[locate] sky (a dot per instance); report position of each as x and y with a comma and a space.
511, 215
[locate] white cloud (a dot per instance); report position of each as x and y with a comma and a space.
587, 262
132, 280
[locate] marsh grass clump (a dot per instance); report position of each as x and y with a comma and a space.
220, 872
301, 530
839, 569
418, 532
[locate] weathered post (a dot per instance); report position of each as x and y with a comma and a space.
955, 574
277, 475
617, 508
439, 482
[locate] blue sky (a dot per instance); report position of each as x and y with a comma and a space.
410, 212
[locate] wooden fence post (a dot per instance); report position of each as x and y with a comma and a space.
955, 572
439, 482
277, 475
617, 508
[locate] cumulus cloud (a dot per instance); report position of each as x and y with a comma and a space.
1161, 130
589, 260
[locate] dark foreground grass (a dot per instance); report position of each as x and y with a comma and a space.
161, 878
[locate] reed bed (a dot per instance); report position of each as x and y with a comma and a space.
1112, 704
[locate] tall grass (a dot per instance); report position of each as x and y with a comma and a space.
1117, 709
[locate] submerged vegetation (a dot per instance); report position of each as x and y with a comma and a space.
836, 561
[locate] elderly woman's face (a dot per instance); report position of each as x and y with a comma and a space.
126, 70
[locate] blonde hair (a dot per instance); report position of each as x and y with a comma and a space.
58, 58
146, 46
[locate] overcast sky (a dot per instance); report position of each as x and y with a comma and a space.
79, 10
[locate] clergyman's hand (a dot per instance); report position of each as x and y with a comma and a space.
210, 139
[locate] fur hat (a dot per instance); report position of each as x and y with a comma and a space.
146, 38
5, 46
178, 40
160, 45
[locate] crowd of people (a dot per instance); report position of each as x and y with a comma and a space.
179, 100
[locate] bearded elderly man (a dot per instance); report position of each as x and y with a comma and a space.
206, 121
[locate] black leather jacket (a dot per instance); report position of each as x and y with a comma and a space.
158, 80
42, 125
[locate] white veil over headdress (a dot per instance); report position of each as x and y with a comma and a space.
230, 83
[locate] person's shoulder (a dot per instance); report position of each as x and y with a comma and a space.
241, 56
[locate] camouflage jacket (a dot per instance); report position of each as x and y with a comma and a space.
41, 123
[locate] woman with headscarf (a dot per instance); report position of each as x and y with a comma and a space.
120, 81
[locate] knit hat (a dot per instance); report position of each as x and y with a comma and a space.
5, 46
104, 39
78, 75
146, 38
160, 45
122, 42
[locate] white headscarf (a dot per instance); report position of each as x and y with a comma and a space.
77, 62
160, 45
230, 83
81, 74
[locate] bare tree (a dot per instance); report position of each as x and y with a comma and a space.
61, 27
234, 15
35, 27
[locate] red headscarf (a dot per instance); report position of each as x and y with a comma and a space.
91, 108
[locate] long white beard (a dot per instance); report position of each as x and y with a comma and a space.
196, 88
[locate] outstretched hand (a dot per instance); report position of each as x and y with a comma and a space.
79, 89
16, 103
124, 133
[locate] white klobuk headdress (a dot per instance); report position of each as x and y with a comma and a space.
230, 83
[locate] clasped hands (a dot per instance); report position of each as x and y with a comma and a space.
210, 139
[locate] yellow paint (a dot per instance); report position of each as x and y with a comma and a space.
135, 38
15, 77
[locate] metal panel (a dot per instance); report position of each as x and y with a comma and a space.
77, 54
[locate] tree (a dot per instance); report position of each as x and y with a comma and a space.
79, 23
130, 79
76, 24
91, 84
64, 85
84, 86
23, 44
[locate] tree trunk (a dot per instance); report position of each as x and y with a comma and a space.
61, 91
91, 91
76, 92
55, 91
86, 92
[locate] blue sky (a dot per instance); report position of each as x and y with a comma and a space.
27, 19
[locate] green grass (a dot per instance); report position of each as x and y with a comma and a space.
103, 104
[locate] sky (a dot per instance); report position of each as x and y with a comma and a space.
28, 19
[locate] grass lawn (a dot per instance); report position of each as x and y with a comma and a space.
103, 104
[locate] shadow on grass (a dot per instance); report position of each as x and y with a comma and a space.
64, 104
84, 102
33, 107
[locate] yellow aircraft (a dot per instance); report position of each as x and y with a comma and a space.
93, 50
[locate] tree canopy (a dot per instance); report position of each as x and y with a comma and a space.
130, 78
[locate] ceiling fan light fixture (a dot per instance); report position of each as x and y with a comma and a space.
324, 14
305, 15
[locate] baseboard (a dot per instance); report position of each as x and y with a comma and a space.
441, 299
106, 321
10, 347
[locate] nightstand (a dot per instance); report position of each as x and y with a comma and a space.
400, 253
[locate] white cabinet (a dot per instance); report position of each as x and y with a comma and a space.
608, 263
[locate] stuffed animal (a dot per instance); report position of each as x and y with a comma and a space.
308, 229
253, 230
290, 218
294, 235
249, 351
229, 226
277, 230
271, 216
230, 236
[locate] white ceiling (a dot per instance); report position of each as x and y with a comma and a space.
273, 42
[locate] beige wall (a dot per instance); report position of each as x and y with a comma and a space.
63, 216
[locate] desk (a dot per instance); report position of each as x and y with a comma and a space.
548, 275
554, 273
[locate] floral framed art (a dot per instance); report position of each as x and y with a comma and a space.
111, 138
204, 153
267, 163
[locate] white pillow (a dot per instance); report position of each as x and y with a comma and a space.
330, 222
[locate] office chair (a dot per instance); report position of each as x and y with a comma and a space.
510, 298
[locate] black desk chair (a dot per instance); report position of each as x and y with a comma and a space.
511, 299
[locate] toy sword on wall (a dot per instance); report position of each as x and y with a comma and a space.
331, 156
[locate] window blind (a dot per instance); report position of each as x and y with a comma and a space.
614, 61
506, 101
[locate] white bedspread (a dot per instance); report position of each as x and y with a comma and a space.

▶ REQUIREMENT:
Write out the lines above as a JSON list of strings, one string per line of every item, and omit any blank lines.

▶ EXERCISE SOLUTION:
[
  "[locate] sky (a dot per instance); report position of each as x and y with a comma and a space.",
  "511, 215",
  "[locate] white cloud (a dot per instance); report position of each as x and y with a comma and a space.",
  "587, 262",
  "132, 280",
  "[locate] marsh grass clump (a dot per instance); report position of each as x and y with a comma and a space.",
  "220, 872",
  "301, 530",
  "839, 569",
  "418, 532",
  "[locate] weathered post (a dot per instance); report position of each as x and y with a comma and a space.",
  "955, 574",
  "277, 475",
  "617, 508",
  "439, 482",
  "[locate] blue sky (a dot per instance); report position of each as x and y with a comma and a space.",
  "410, 212",
  "[locate] wooden fence post (a dot per instance); report position of each as x and y with a comma and a space.",
  "955, 572",
  "439, 482",
  "277, 475",
  "617, 508",
  "[locate] cumulus cloud (a dot per instance); report position of each as x and y with a comma and a space.",
  "1161, 130",
  "589, 260",
  "[locate] dark foreground grass (a dot per instance); report position of each as x and y with a comma and a space.",
  "161, 878",
  "[locate] reed bed (a dot per instance); report position of each as x and y with a comma and a space.",
  "1112, 704",
  "[locate] tall grass (a dot per instance); report position of each as x and y with a comma and a space.",
  "1117, 709",
  "[locate] submerged vegetation (a dot per instance); report position of each as x and y with a comma and a space.",
  "836, 561",
  "[locate] elderly woman's face (a dot per instance); report position of each as x and y with a comma and a space.",
  "126, 70",
  "[locate] blonde hair (a dot per instance); report position of each as x and y with a comma and a space.",
  "58, 58",
  "146, 46",
  "[locate] overcast sky (a dot per instance); report position of each as x and y with a comma and a space.",
  "79, 10",
  "[locate] clergyman's hand (a dot per instance); report position of each as x and y with a comma and a space.",
  "210, 139",
  "[locate] fur hat (a dot per instance); report position of each as x and y with a comma and a space.",
  "146, 38",
  "5, 46",
  "178, 40",
  "160, 45",
  "[locate] crowd of people (a dot per instance); report position of each as x and y with a comma and a space.",
  "179, 100",
  "[locate] bearded elderly man (a dot per instance); report position of each as x and y with a comma and a space.",
  "206, 121",
  "[locate] black leather jacket (a dot per instance); report position of each as x and y with a comma and a space.",
  "158, 80",
  "42, 125",
  "[locate] white veil over headdress (a dot per instance); report position of each as x and y with a comma and a space.",
  "230, 83",
  "[locate] person's shoulder (a dot per instance); report position of each as x and y with a comma and a space.",
  "241, 56",
  "[locate] camouflage jacket (a dot per instance); report position of each as x and y with a comma and a space.",
  "41, 123",
  "[locate] woman with headscarf (a dot per instance); report position of each as x and y with a comma and a space.",
  "120, 81",
  "[locate] knit hat (a dot per instance); report position of each as x and y with a comma and a space.",
  "5, 46",
  "104, 39",
  "78, 75",
  "146, 38",
  "160, 45",
  "122, 42",
  "[locate] white headscarf (a dot per instance); report position of each as x and y with a comma and a space.",
  "77, 62",
  "160, 45",
  "230, 83",
  "81, 74",
  "[locate] bare tree (a dot per instance); report position of each as x and y with a comma and a space.",
  "61, 27",
  "234, 15",
  "35, 27",
  "[locate] red headscarf (a dot per instance); report position of each as x and y with a comma and a space.",
  "91, 108",
  "[locate] long white beard (a dot per instance); report position of each as x and y with a comma and a space.",
  "196, 88",
  "[locate] outstretched hand (a dot per instance); report position of each as x and y with a comma and a space.",
  "79, 89",
  "16, 103",
  "124, 133",
  "[locate] white klobuk headdress (a dot per instance); report position of each as x and y with a comma and a space.",
  "230, 83",
  "[locate] clasped hands (a dot per instance); report position of each as x and y with a comma and a space.",
  "210, 139",
  "[locate] yellow paint (a dot per instance); report position of each as x and y with a comma and a space.",
  "135, 38",
  "15, 77",
  "[locate] metal panel (a dot per instance); report position of each as x and y with a comma and a space.",
  "77, 54",
  "[locate] tree (a dot per instance); report position of each as x and y with a comma and a space.",
  "79, 23",
  "130, 79",
  "76, 24",
  "91, 84",
  "64, 85",
  "84, 86",
  "23, 44",
  "[locate] tree trunk (a dot per instance); report position of each as x and y with a comma and a space.",
  "61, 91",
  "91, 91",
  "76, 92",
  "55, 91",
  "86, 92",
  "[locate] blue sky (a dot per instance); report position of each as x and y with a comma and a space.",
  "27, 19",
  "[locate] green grass (a dot per instance); report position of each as x and y with a comma and a space.",
  "103, 104",
  "[locate] sky (a dot per instance); report position of each as x and y with a comma and a space.",
  "28, 19",
  "[locate] grass lawn (a dot per instance); report position of each as x and y with a comma and a space.",
  "103, 104",
  "[locate] shadow on grass (a dot per instance); report position of each as x and y with a comma and a space.",
  "64, 104",
  "84, 102",
  "33, 107",
  "[locate] yellow aircraft (a dot per instance); report position of each as x and y with a comma and a space.",
  "93, 50",
  "[locate] tree canopy (a dot per instance); report position of each as x and y with a comma and a space.",
  "130, 78",
  "[locate] ceiling fan light fixture (a dot per instance); report position of each as x and y with a comma and a space.",
  "324, 14",
  "305, 15",
  "[locate] baseboard (a dot per instance); report position of each as x and y with a comma and a space.",
  "441, 299",
  "106, 321",
  "10, 347",
  "[locate] nightstand (a dot per instance); report position of each as x and y with a comma and a space.",
  "400, 253",
  "[locate] white cabinet (a dot per instance); report position of each as x and y with a comma and a space.",
  "608, 263",
  "[locate] stuffed animal (a dot per instance); report position of each as x and y with a comma and a space.",
  "308, 229",
  "253, 230",
  "290, 218",
  "294, 235",
  "249, 351",
  "229, 226",
  "277, 230",
  "271, 216",
  "230, 236",
  "[locate] white ceiling (a dot per instance); report position of each as x and y with a comma and a space.",
  "273, 42",
  "[locate] beige wall (a dot per instance); report position of each as x and y with a comma and a space.",
  "63, 216",
  "[locate] desk (a dot per instance); report position of each as x and y with a comma and a space.",
  "548, 275",
  "554, 273",
  "[locate] floral framed art (a dot per instance); report position of each as x and y with a comma and a space.",
  "111, 138",
  "204, 153",
  "267, 163",
  "[locate] white pillow (a dot per instance); report position of each as x and y with a comma and a space.",
  "330, 222",
  "[locate] office chair (a dot per instance); report position of each as x and y with a comma and a space.",
  "510, 298",
  "[locate] black desk chair (a dot per instance); report position of each as x and y with a comma and a space.",
  "511, 299",
  "[locate] toy sword on wall (a dot per instance); report position of each as x and y with a comma and a space.",
  "331, 156",
  "[locate] window blind (a dot per instance); report position of each as x and y with a comma and a space.",
  "614, 61",
  "506, 101",
  "[locate] white bedspread (a dot per instance); report position of each as x and y with a comma and a space."
]